## Auszug zum Lesen:
+ + + + +

Zum jugendpolitischen Stellenwert der UN-Kinderrechtskonvention
Kinderrechte im Dialog verwirklichen
von Hartmut Gerstein

Drei Jahre sind vergangen, seit die UN-Konvention über die Rechte des Kindes (KRK) am 5. April 1992 in Deutschland in Kraft getreten ist1. Obwohl von offizieller Seite ständig die Bedeutung dieses internationalen Vertragswerks für die Versorgung, den Schutz und die Mitwirkung von Kindern und Jugendlichen betont wird, hat die Konvention in Deutschland bisher nur geringe Wirksamkeit entfaltet. Ein wichtiger Grund hierfür dürfte darin liegen, daß die Öffentlichkeit allgemein und Vertreter der Interessen von Kindern und Jugendlichen insbesondere erst langsam begonnen haben, die KRK für sich zu entdecken.

Kinderrechte nur auf dem Papier ?

Wegen ihrer spröden Gesetzessprache, den meist offenen und weichen Formulierungen und ihres weltweiten Geltungsbereichs ist es schwer, aus der KRK konkrete Handlungsschritte für die Umsetzung in Deutschland abzuleiten. Hinzu kommt, daß die Bundesregierung bei der Verabschiedung Interpretations- und Vorbehaltserklärungen ausgerechnet für jene Bereiche formuliert hat, in denen das bestehende Recht in Deutschland offensichtlich den Forderungen der Konvention nicht entspricht. Es kann daher nicht überraschen, daß die Bundesregierung in ihrem über 100 Seiten starken Bericht an die Vereinten Nationen über die Verwirklichung der in dem Übereinkommen anerkannten Kinderrechte vom August 19942 zu dem Ergebnis kommt, daß die KRK in Deutschland weitgehend verwirklicht ist. Würde man dem jedoch folgen, gäbe es für die Umsetzung der KRK in Deutschland keinen Handlungsbedarf.

+ + + + +

## Erforderliche Arbeit:
Schreiben Sie bitte aus dem Auszug zur UN-Kinderrechtskonvention die Stelle zwischen „Zum jugendpolitischen Stellenwert“ und „dem Papier ?“, beide eingeschlossen, wortgetreu ab.

## Angezeigte Daten:

+ + + + +

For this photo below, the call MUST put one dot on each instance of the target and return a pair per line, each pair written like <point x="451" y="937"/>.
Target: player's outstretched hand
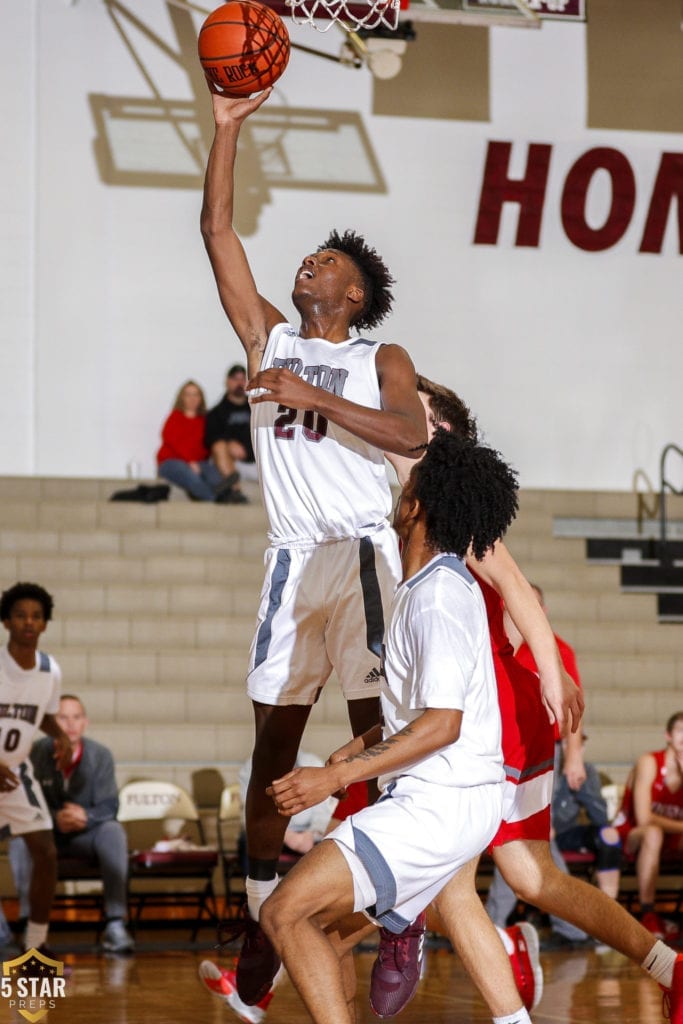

+ + + + +

## Antwort zur Aufgabe:
Zum jugendpolitischen Stellenwert der UN-Kinderrechtskonvention
Kinderrechte im Dialog verwirklichen
von Hartmut Gerstein

Drei Jahre sind vergangen, seit die UN-Konvention über die Rechte des Kindes (KRK) am 5. April 1992 in Deutschland in Kraft getreten ist1. Obwohl von offizieller Seite ständig die Bedeutung dieses internationalen Vertragswerks für die Versorgung, den Schutz und die Mitwirkung von Kindern und Jugendlichen betont wird, hat die Konvention in Deutschland bisher nur geringe Wirksamkeit entfaltet. Ein wichtiger Grund hierfür dürfte darin liegen, daß die Öffentlichkeit allgemein und Vertreter der Interessen von Kindern und Jugendlichen insbesondere erst langsam begonnen haben, die KRK für sich zu entdecken.

Kinderrechte nur auf dem Papier ?